» **Task**
Retype all of the lines below exactly, and leave the picture out of your copy.
───── Supplied records
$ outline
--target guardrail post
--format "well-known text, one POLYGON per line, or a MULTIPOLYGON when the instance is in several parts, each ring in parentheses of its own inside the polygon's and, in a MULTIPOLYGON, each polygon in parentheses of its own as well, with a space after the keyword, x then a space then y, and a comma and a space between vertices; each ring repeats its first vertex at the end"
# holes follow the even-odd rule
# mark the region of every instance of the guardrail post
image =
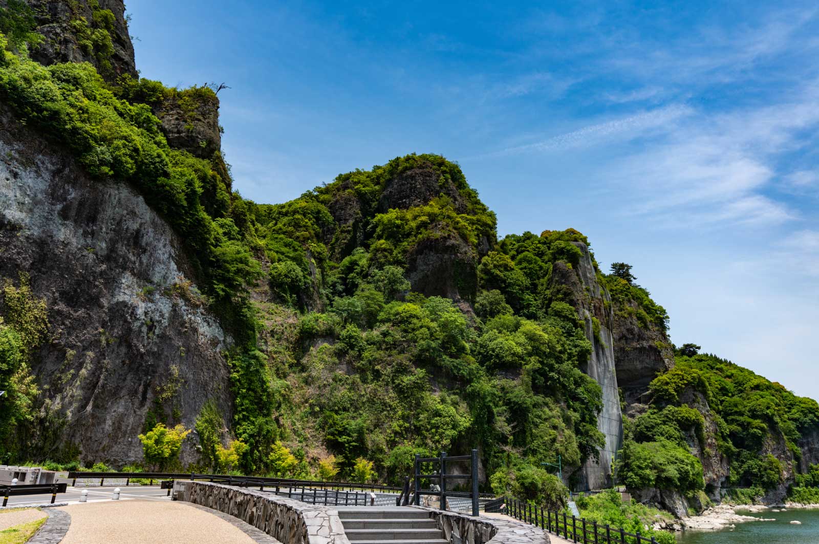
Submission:
MULTIPOLYGON (((414 496, 415 499, 414 499, 414 501, 415 501, 415 505, 416 506, 418 506, 418 505, 419 505, 421 504, 421 501, 420 501, 420 498, 421 497, 420 497, 420 494, 419 493, 419 492, 421 491, 421 472, 420 472, 421 471, 421 463, 419 460, 419 459, 421 459, 421 456, 416 453, 415 454, 414 474, 413 476, 413 479, 414 480, 414 483, 413 484, 413 487, 415 490, 415 496, 414 496)), ((356 498, 358 498, 358 497, 356 497, 356 498)))
POLYGON ((477 450, 472 450, 472 515, 478 515, 480 505, 477 501, 477 450))
POLYGON ((446 510, 446 452, 441 452, 441 510, 446 510))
──────────
» **The reply**
$ outline
--target guardrail post
--format "well-known text, one POLYGON per line, or a MULTIPOLYGON when the instance is in several parts, each ring in parentheses of its own inside the polygon's and, in a MULTIPOLYGON, each polygon in parentheses of its own as well, with a space after the keyword, x then a space then y, and a comma and a space between vertices; each ring repeats its first vertex at the end"
# holes follow the even-odd rule
# mark the region of every instance of the guardrail post
image =
Submission:
MULTIPOLYGON (((414 496, 415 499, 414 499, 414 501, 415 501, 415 505, 416 506, 418 506, 418 505, 419 505, 421 504, 421 501, 420 501, 420 498, 421 497, 420 497, 420 494, 419 493, 419 492, 421 491, 421 472, 420 472, 421 471, 421 463, 419 460, 419 459, 421 459, 421 456, 416 453, 415 454, 414 474, 413 476, 413 479, 414 480, 414 483, 413 484, 413 487, 415 490, 415 496, 414 496)), ((356 498, 358 498, 358 497, 356 497, 356 498)))
POLYGON ((477 450, 472 450, 472 515, 478 515, 480 505, 477 501, 477 450))
POLYGON ((446 510, 446 452, 441 452, 441 510, 446 510))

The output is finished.